■ **Instructions**:
1 - In the news roundup, how many buildings in Mexico City does it say collapsed in the earthquake?
2 - Continue the weekly news roundup about the Mexico earthquake, the hurricanes and the same-sex marriage debate, starting after its last sentence.

■ **Text section**:
——————————

A devastating earthquake hit Mexico this week. As rescue efforts sort through the wreckage, the death toll continues to rise. At time of writing, more than 230 people have died. The 7.1 magnitude quake hit southern Mexico, just over a hundred k away from the country’s capital. More than 21 children died in a collapsed school. 40 buildings in Mexico City collapsed, with thousands of others left damaged and unstable. It is the second earthquake that Mexico has experienced in a fortnight.

In other wild weather news, Hurricane Maria has devastated the Virgin Islands and Puerto Rico this week. Maria is the latest in a trilogy of hurricane’s that has devastated much of Central America and the Southern States of the US in the last month. In addition, the Aussie Bureau of Meteorology is warning of an upcoming heatwave. NSW may have it’s first September day over 40 degrees ever. Is climate change causing this? Probably. We’ll do a deep dive into a rough and simple guide to the most recent climate change evidence on Tuesday.

Photo by Marco Ugarte. A man emerges from a collapsed building in Mexico City.

The same-sex marriage debate rages on. If you still haven’t received your form, don’t panic. You should have it by the 25th of September. If you don’t have it by then, you can register a missing form here. High-profile leaders of the ‘no’ campaign insist that legalising gay marriage will somehow influence what children are taught in schools  – a fact that has been disproved by international case studies of other countries who have permitted same-sex marriage, the government’s insistence that they have no intentions of altering the curriculum, and the fact that many private schools make up their own minds on how to teach sex and relationships education anyway. High-profile leaders of the ‘yes’ campaign have been criticised for being too sensitive BUT ALSO for making offensive remarks. See the double standard there? Let’s just all have a Golden Gaytime and a lie down. (Read the story behind the plebiscite here.)

——————————

■ **Given data**:
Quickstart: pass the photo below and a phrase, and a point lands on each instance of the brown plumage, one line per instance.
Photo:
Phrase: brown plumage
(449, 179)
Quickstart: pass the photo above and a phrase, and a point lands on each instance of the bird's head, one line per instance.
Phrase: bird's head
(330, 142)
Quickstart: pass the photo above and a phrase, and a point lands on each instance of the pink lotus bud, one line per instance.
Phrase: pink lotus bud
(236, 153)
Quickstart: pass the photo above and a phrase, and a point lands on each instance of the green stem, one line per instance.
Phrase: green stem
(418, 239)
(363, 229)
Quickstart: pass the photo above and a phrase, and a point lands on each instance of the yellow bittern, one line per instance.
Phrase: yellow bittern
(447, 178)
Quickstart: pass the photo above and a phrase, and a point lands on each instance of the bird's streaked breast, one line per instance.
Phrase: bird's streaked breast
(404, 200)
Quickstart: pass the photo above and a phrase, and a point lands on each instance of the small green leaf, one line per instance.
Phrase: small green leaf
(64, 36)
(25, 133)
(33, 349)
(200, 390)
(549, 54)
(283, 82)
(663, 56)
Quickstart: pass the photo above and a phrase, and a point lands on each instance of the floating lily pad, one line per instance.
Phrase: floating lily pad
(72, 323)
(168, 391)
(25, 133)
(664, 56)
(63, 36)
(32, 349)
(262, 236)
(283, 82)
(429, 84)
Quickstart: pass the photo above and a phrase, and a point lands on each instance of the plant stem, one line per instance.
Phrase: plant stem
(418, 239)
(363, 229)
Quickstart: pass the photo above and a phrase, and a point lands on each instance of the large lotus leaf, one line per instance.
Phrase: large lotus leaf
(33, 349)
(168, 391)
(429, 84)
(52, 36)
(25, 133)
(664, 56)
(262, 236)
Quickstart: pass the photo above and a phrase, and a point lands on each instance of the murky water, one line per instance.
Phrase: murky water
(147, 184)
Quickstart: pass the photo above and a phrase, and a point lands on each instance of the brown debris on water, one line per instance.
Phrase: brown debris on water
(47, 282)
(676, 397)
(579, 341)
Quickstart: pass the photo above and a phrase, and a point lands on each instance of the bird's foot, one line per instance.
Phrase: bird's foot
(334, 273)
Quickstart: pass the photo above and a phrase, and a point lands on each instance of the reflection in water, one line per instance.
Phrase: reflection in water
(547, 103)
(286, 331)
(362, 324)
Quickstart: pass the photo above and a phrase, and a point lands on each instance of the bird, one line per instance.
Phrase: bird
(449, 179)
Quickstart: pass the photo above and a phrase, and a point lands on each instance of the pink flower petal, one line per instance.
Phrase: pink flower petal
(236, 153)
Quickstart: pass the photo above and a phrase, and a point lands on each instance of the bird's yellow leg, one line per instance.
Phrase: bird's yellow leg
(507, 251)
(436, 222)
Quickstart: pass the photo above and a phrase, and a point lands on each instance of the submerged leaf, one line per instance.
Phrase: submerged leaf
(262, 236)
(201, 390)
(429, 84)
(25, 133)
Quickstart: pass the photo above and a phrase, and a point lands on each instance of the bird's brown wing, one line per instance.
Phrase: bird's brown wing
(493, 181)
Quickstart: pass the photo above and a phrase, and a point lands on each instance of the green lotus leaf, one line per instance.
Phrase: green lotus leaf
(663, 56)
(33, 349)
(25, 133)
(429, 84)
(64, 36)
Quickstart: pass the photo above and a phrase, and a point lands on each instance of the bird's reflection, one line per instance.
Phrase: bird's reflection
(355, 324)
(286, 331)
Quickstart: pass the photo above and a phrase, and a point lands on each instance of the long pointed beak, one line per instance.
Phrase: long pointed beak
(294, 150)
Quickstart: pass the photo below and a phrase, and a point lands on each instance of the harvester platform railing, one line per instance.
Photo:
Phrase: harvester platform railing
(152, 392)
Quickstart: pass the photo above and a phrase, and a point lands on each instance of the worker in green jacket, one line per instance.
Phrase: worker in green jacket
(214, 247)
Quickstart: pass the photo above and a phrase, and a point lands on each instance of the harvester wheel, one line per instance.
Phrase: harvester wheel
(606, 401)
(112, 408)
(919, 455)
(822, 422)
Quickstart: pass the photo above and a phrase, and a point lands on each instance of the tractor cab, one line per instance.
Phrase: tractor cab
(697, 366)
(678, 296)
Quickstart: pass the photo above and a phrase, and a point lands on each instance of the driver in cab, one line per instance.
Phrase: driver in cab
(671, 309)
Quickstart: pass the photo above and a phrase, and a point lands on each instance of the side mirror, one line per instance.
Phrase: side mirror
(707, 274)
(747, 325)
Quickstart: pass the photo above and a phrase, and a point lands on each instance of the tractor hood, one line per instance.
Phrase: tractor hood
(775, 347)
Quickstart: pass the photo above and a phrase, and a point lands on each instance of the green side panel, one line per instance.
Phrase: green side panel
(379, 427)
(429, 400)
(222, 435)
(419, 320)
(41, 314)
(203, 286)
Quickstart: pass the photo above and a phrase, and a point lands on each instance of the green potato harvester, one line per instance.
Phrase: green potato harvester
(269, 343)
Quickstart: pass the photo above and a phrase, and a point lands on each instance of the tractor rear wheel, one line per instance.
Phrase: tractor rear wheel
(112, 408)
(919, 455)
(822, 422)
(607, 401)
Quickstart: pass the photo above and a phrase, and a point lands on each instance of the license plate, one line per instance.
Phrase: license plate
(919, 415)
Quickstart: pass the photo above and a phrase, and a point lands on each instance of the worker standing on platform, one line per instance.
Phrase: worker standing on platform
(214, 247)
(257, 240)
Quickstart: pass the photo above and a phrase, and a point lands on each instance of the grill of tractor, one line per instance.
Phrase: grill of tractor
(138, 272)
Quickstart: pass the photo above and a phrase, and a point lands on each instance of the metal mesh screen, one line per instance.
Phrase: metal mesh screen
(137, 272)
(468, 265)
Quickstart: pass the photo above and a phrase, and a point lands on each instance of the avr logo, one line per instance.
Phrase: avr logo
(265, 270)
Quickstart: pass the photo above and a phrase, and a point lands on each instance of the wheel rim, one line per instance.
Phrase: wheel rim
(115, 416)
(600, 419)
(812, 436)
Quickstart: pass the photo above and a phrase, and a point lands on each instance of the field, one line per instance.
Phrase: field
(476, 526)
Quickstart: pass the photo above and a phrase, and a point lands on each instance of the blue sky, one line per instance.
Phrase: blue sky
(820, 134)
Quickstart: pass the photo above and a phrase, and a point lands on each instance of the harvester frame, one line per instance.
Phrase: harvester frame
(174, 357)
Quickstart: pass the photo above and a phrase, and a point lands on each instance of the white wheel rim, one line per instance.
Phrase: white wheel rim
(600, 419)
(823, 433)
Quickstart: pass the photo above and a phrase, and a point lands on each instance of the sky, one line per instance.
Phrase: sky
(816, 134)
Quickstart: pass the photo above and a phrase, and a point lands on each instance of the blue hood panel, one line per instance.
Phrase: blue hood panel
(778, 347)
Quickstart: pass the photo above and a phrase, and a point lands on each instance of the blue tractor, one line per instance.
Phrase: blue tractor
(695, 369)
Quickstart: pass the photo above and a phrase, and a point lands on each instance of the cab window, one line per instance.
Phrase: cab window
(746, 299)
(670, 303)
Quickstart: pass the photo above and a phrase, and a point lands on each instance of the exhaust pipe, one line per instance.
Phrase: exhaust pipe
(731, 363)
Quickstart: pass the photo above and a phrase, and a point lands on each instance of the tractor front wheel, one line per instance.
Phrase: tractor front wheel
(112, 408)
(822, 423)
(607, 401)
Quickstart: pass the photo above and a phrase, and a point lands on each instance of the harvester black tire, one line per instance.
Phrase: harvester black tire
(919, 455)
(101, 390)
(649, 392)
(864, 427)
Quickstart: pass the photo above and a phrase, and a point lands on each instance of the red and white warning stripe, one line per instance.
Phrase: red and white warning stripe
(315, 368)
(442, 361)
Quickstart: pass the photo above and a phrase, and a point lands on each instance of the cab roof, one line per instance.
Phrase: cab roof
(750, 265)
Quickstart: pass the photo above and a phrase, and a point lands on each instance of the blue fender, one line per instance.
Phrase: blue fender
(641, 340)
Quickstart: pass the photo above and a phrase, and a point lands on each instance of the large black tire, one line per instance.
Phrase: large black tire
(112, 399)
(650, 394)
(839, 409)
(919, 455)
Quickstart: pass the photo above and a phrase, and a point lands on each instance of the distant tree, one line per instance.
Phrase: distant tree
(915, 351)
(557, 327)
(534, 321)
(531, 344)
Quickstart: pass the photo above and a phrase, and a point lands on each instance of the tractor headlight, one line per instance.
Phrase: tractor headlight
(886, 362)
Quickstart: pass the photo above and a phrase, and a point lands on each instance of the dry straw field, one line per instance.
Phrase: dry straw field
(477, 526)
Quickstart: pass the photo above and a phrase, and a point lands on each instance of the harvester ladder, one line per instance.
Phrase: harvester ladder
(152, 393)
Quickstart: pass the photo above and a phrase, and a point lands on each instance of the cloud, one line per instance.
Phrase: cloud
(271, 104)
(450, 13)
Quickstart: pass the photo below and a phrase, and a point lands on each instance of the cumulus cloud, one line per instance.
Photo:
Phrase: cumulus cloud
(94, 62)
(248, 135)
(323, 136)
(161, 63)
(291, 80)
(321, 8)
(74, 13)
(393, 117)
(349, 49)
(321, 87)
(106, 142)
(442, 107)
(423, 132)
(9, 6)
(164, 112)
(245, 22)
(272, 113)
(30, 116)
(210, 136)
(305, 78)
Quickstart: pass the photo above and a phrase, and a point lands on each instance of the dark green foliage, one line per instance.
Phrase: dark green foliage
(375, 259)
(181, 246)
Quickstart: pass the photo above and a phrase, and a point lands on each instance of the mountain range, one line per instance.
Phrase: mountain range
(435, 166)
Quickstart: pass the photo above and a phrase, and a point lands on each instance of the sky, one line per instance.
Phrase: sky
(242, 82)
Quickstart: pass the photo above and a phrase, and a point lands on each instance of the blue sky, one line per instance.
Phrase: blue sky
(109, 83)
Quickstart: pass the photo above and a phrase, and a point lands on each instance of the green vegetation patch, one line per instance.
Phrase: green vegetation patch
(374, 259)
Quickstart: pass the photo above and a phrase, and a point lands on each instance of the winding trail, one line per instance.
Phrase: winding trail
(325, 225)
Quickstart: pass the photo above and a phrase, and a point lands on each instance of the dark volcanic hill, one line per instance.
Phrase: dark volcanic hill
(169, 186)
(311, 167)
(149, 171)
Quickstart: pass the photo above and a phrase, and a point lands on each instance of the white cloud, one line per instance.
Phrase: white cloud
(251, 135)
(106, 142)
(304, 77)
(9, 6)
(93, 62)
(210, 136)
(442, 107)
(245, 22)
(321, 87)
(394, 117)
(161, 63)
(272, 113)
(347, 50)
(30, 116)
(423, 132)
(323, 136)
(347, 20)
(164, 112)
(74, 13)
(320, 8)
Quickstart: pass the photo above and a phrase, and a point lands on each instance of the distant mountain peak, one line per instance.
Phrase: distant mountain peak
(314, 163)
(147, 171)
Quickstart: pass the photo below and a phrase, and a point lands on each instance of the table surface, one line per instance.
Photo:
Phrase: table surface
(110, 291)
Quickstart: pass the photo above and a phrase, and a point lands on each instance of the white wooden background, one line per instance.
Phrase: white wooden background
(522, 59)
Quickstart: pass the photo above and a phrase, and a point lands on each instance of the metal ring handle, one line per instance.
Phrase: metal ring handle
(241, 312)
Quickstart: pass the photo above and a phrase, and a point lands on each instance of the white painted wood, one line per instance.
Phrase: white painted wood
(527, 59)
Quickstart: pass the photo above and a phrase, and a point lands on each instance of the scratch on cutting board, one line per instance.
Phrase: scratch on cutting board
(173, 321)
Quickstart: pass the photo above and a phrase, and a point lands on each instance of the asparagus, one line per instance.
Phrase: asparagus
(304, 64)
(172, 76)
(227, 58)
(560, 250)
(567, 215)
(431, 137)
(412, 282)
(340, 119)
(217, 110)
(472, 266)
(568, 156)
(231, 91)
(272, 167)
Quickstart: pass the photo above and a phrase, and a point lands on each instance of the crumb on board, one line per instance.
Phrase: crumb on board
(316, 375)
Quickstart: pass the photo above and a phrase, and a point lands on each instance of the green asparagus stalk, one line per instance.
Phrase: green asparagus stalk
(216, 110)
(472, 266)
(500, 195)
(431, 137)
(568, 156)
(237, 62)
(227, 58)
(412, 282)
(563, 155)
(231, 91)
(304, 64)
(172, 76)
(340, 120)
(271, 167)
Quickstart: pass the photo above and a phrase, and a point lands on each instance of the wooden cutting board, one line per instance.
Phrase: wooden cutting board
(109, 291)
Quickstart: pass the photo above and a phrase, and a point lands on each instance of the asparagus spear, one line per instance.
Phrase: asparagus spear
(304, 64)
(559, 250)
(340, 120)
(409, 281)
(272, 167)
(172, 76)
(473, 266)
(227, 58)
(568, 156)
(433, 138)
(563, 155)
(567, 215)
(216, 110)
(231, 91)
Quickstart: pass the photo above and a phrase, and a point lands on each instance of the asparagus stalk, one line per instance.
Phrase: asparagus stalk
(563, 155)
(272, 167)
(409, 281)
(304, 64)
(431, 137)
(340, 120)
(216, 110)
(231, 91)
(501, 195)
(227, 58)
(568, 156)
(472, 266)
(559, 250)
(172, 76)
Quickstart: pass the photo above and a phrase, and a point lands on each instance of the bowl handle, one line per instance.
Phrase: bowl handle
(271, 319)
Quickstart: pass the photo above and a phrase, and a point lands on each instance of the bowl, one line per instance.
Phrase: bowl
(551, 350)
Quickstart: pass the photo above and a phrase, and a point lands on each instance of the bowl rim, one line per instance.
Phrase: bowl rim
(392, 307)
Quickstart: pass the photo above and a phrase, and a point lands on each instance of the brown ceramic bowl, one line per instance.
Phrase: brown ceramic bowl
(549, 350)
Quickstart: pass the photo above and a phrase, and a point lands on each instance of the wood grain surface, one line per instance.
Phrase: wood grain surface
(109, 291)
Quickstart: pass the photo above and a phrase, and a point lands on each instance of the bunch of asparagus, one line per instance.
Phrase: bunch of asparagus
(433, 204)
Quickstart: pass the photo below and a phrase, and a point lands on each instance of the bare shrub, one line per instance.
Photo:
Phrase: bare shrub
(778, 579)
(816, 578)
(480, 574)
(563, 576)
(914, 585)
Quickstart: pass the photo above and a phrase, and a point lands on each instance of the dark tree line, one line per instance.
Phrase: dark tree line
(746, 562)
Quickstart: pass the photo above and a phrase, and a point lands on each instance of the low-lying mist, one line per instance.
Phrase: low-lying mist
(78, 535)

——————————

■ **Answers to the problems**:
1 - 40 buildings

2 -
A load of important people met at the United Nations this week, including our Foreign Minister Julie Bishop. Donald Trump made his United Nations debut. Trump used the opportunity to threaten North Korea, saying any action undertaken by them would result in the US ‘totally destroying’ them. He referred to the North Korean leader as ‘Rocket Man’ and said he was on a suicide mission. He also said lots of his mates were getting rich in Africa, which is ‘fantastic’, and he mispronounced Namibia. He insulted Iran, and said he had doubts about continuing the deal that the US made with them to slow their development of nuclear weapons. The other delegates spoke most extensively about the growing threat of climate change on poorer nations, and the international rights of refugees and migrants.

Qatari special operations personnel carry out a training exercise with US forces, part of an ongoing partnership. Photo by Staff Sgt. Trevor T. McBride.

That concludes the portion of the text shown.